_Problem details_.
Write each record again exactly as it stands.

Records for processing Block Start

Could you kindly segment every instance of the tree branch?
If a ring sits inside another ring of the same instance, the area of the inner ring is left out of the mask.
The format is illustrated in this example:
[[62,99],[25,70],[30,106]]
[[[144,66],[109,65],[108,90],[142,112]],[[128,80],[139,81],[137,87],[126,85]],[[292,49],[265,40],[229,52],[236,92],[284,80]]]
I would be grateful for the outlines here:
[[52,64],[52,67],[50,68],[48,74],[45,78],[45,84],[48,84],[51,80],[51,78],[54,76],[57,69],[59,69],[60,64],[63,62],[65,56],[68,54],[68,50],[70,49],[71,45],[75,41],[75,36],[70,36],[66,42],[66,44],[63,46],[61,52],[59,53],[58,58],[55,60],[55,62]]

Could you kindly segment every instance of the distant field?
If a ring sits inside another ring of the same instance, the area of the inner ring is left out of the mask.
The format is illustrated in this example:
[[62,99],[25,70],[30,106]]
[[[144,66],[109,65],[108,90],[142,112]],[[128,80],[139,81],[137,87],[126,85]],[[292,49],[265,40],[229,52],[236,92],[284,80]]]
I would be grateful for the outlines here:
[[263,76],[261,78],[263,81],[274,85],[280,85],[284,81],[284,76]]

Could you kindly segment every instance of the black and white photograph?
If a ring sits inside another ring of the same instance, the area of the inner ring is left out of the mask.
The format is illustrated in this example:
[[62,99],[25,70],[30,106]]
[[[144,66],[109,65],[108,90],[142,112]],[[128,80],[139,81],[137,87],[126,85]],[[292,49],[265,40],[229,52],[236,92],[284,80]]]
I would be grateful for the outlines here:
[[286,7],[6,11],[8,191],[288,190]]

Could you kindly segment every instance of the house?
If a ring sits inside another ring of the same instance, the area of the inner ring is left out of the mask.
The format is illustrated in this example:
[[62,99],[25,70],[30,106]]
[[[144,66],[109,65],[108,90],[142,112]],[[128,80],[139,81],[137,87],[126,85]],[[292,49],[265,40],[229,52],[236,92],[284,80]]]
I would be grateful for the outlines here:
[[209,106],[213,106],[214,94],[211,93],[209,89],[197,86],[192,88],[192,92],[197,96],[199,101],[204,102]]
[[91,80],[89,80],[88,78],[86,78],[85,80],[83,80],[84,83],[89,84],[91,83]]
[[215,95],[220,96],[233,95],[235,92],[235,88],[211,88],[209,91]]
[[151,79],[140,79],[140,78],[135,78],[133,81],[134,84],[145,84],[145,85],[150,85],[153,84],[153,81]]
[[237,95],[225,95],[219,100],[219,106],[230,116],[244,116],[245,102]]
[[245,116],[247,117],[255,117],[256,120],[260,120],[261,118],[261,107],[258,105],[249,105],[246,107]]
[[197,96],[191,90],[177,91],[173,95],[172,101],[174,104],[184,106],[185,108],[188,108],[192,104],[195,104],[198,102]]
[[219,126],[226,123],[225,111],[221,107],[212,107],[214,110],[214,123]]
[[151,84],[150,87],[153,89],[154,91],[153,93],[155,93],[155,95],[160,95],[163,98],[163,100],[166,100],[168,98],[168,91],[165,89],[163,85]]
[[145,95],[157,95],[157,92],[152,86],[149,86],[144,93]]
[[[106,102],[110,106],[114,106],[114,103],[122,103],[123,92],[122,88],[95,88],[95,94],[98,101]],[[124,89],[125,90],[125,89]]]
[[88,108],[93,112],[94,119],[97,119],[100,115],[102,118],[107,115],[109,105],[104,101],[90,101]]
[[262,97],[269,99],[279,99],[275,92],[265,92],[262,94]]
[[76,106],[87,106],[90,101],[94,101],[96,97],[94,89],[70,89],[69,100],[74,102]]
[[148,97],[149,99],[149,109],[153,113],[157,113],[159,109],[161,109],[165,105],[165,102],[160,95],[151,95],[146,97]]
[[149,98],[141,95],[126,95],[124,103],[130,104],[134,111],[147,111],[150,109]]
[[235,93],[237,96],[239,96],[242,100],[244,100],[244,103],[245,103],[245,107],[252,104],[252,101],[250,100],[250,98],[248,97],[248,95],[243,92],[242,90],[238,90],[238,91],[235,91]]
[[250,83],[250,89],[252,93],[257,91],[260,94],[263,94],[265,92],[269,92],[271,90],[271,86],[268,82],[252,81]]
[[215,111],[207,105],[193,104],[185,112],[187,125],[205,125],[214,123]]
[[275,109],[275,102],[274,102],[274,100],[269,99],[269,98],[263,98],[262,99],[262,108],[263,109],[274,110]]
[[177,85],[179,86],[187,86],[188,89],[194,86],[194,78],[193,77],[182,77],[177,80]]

Records for processing Block End

_Output below_.
Could you kindly segment every instance of the tree branch?
If a ring sits inside another ring of the same instance, the area of the inner ring is left out of the mask.
The format is illustrated in this example:
[[62,99],[25,70],[30,106]]
[[[144,66],[109,65],[108,90],[142,112]],[[128,80],[139,81],[137,87],[126,85]],[[292,49],[265,40],[229,52],[236,92],[284,80]]]
I would be grateful for the outlines here:
[[52,64],[52,67],[50,68],[48,74],[45,78],[45,84],[48,84],[51,80],[51,78],[54,76],[57,69],[59,69],[60,64],[63,62],[65,56],[68,54],[68,50],[70,49],[71,45],[75,41],[75,36],[70,36],[66,42],[66,44],[63,46],[61,52],[59,53],[58,58],[55,60],[55,62]]

Could you kindly segment every instance of the distant field?
If a ring sits inside another ring of the same instance, the area of the inner ring is left out of the mask.
The format is illustrated in this example:
[[62,99],[25,70],[30,106]]
[[[144,66],[109,65],[108,90],[142,112]],[[128,80],[139,81],[137,87],[126,85]],[[292,49],[265,40],[229,52],[236,92],[284,80]]]
I would be grateful for the outlines here:
[[263,76],[261,78],[263,81],[274,85],[280,85],[284,81],[284,76]]

Could you kindly segment every instance of the black and white photograph?
If a ring sits inside another ring of the same instance, the area of the inner ring is left out of the mask.
The format is illustrated in this example:
[[62,99],[25,70],[30,106]]
[[[144,66],[109,65],[108,90],[142,112]],[[128,80],[139,81],[137,87],[126,85]],[[292,49],[265,40],[229,52],[236,92],[284,80]]]
I would be grateful for the outlines here:
[[286,7],[6,11],[8,191],[288,190]]

Could you kindly segment every instance of the house?
If a ring sits inside another ring of the same instance, the area of the inner ring is left out of the mask.
The format is illustrated in this example:
[[62,99],[25,70],[30,106]]
[[[144,66],[109,65],[108,90],[142,112]],[[128,80],[139,81],[137,87],[126,85]],[[292,49],[265,40],[229,52],[236,92],[284,80]]]
I would be grateful for the outlines here:
[[209,106],[213,106],[214,94],[211,93],[209,89],[197,86],[192,88],[192,92],[197,96],[199,101],[204,102]]
[[91,80],[89,80],[88,78],[86,78],[85,80],[83,80],[84,83],[89,84],[91,83]]
[[215,95],[220,96],[233,95],[235,92],[235,88],[211,88],[209,91]]
[[151,79],[140,79],[140,78],[135,78],[133,81],[134,84],[145,84],[145,85],[150,85],[153,84],[153,81]]
[[237,95],[225,95],[219,100],[219,106],[230,116],[244,116],[245,102]]
[[245,116],[247,117],[255,117],[256,120],[260,120],[261,118],[261,107],[258,105],[249,105],[246,107]]
[[197,96],[191,90],[177,91],[173,95],[172,101],[174,104],[184,106],[185,108],[188,108],[192,104],[195,104],[198,102]]
[[219,126],[226,123],[225,111],[221,107],[212,107],[214,110],[214,123]]
[[151,84],[150,87],[153,89],[154,91],[153,93],[155,93],[155,95],[160,95],[163,98],[163,100],[166,100],[168,98],[168,91],[165,89],[163,85]]
[[145,95],[157,95],[157,92],[152,86],[149,86],[144,93]]
[[[106,102],[110,106],[114,106],[114,103],[122,103],[123,92],[122,88],[95,88],[95,94],[98,101]],[[124,89],[125,90],[125,89]]]
[[88,108],[93,112],[94,119],[97,119],[100,115],[102,118],[107,115],[109,105],[104,101],[90,101]]
[[262,97],[269,99],[279,99],[275,92],[265,92],[262,94]]
[[76,106],[87,106],[90,101],[94,101],[96,97],[94,89],[70,89],[69,100],[74,102]]
[[148,97],[149,99],[149,109],[153,113],[157,113],[159,109],[161,109],[165,105],[165,102],[160,95],[151,95],[146,97]]
[[149,98],[141,95],[126,95],[124,103],[130,104],[134,111],[147,111],[150,109]]
[[235,93],[237,96],[239,96],[242,100],[244,100],[244,103],[245,103],[245,107],[252,104],[252,101],[250,100],[250,98],[248,97],[248,95],[243,92],[242,90],[238,90],[238,91],[235,91]]
[[250,83],[250,89],[252,93],[257,91],[260,94],[263,94],[265,92],[269,92],[271,90],[271,86],[268,82],[252,81]]
[[215,111],[207,105],[193,104],[185,112],[187,125],[205,125],[214,123]]
[[275,109],[275,102],[274,102],[274,100],[269,99],[269,98],[263,98],[262,99],[262,108],[263,109],[274,110]]
[[177,85],[179,86],[187,86],[188,89],[194,86],[194,78],[193,77],[182,77],[177,80]]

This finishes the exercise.